Material for the task —

<<<<

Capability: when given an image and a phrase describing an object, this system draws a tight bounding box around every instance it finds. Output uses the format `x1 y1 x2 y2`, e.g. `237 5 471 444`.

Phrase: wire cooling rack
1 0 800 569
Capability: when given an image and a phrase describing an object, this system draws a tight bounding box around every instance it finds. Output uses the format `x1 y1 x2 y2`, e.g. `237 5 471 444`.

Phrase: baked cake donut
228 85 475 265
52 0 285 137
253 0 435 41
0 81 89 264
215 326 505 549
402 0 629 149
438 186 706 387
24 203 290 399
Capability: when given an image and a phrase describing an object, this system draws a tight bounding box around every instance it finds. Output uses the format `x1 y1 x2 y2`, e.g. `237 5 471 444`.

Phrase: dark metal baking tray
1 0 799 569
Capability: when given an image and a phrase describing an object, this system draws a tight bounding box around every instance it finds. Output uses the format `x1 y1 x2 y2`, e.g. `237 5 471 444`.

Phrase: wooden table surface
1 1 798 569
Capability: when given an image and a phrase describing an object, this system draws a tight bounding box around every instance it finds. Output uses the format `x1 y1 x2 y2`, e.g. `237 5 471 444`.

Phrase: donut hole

>>>>

Required work —
Every line above should be transcribed exactly.

Solution for this problem —
Capability: when given an image and a phrase describing an object, this system draws a tight bounding box around every instance it finds. Output uses the format `x1 y1 x2 y2`, e.g. `237 5 471 444`.

Phrase: wire cooling rack
1 0 800 569
Capability: when given an image and a phrase describing an object, this system draws a tight bounding box around every instance it finds. Output uses the format `x1 y1 x2 y2`, e.g. `237 5 471 444`.

Phrase: baked cake donut
228 85 475 265
52 0 285 137
253 0 435 41
0 81 89 264
215 326 505 549
402 0 629 149
438 186 706 387
24 203 290 399
Capability: when given an image and a phrase describing an object, this system draws a tight bounding box around every instance it finds. Output uses the format `x1 y1 x2 y2`, e.g. `237 5 471 444`.

Phrase: dark metal baking tray
1 0 799 569
Capability: when given an image and a phrase describing an object, this system draws a tight bounding box around every instance it finds. Output uses the format `x1 y1 x2 y2`, e.g. `237 5 471 444`.

Phrase: wooden table surface
1 1 798 569
Capability: when given an image and a phrase describing an object, this system draws a tight bounding box around every instance it finds. Output uses the format `x1 y1 x2 y2`, e.g. `237 5 471 444`.

Phrase: donut hole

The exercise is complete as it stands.